EXERCISE DETAILS »
Please reproduce all of the material below word for word, leaving the pictures out.

SUPPLIED INFORMATION »
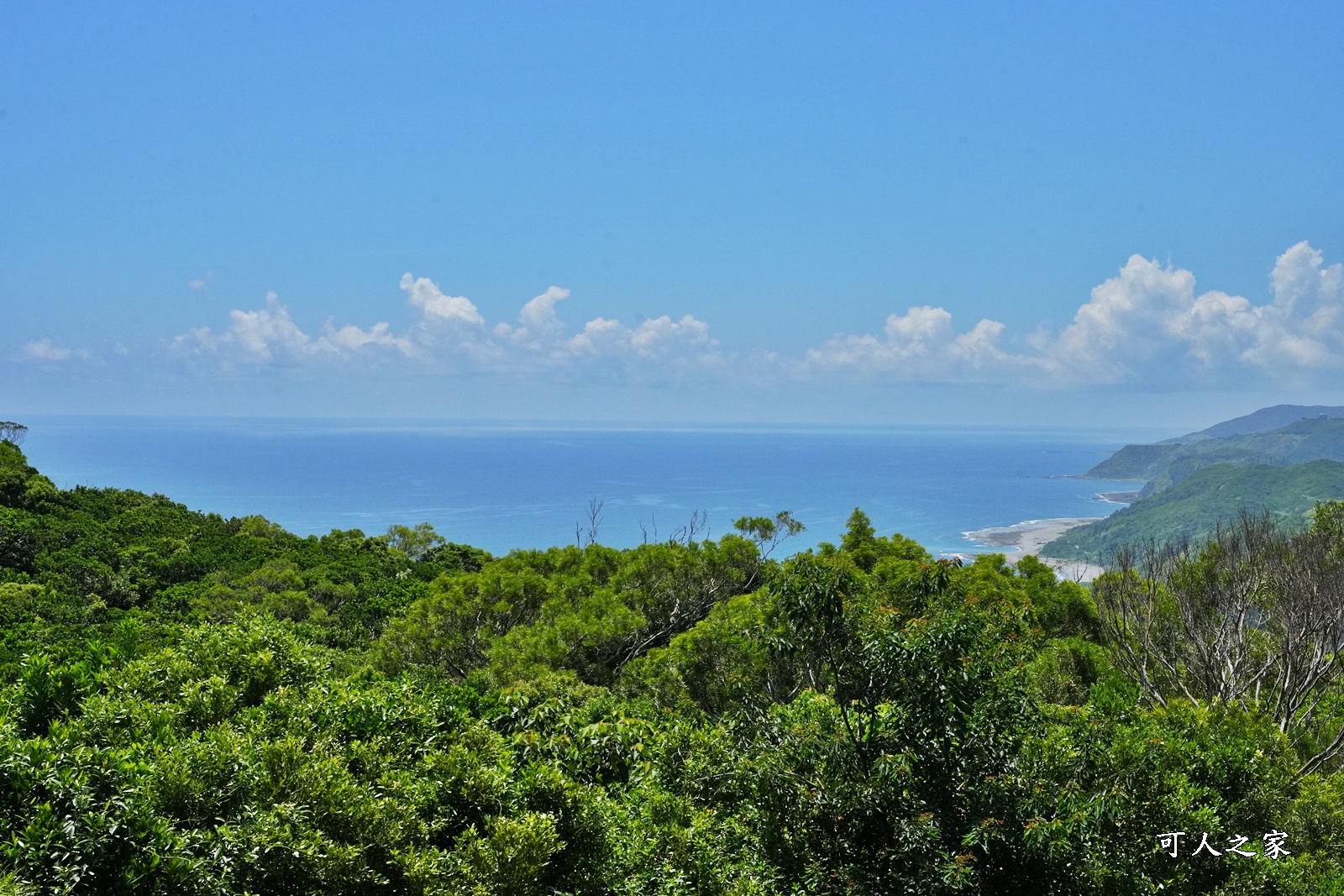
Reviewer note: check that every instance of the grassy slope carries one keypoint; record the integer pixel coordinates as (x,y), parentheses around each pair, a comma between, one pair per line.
(1193,506)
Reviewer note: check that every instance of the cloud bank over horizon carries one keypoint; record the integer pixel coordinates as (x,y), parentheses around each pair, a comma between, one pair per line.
(1148,325)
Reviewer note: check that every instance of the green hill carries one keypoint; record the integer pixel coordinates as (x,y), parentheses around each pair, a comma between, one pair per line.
(1164,465)
(1193,506)
(1261,421)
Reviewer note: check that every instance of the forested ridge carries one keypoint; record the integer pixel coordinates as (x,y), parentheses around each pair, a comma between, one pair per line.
(192,705)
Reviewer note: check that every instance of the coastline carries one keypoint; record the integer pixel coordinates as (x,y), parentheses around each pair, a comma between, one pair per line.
(1028,537)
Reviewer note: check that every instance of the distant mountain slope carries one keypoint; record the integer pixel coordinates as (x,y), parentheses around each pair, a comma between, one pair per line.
(1261,421)
(1193,506)
(1164,465)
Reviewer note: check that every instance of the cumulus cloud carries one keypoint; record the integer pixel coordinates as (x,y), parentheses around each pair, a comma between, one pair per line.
(1148,322)
(922,344)
(449,332)
(437,307)
(270,335)
(45,349)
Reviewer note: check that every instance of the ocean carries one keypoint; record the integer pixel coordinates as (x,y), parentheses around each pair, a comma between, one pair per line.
(503,486)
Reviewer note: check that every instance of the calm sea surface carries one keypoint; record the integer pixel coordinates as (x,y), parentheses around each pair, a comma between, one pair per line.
(503,488)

WRITTEN SOLUTION »
Reviewer note: check that every instance of the grassy slope carries one keypoint; record the integer pixel coordinates as (x,y), parentheses around each pair, a comma between, one pair per line.
(1193,506)
Reviewer note: check that every instance of the cloud bank over horizon carries one keypoint; record the integer pixel coordinates as (x,y), parentheses around each pair, a comma between, one pair per line.
(1148,325)
Reviewer note: check that every instance of the green hill carries one keypoint; record the integer pixel coordinates as (x,y), parentheses around each pair, a comma between, one pair per line.
(1164,465)
(1193,506)
(1261,421)
Reviewer note: check that every instance of the forested ridge carries one keypoint; record the integer pixel coordinates as (x,y), parentheses around each pair, a comma between, one pair per line.
(192,705)
Reviewer note: check that every instance of the coastline carries one keypoint; record the integer pixel coordinates as (x,y), parentheses around each pair, a comma between, one pair per line.
(1028,537)
Reviewer note: check that every instance of the distant mountain slope carries one keypoint; record the integer pixel coordinates as (x,y), parentheses around each pair, a comma between, one pair per line.
(1261,421)
(1193,506)
(1164,465)
Reviewer note: check that every instance of the cumulus cloud carries one keypoint; record the integer pixel coordinates as (x,y), parentheses around each pair, a comma between, one pair per line.
(1148,322)
(922,344)
(449,332)
(437,307)
(270,335)
(45,349)
Reviewer note: check that every instance of the ocean carries one keypoint; record the integer pixel coordinates as (x,y), parentheses around each pair, a comma between, one pair per line.
(503,486)
Reviewer note: check that every instance of the calm sea surface carries one keypoint; record the integer pixel coordinates as (x,y), parentheses around each pair, a comma between, one pair per line.
(503,488)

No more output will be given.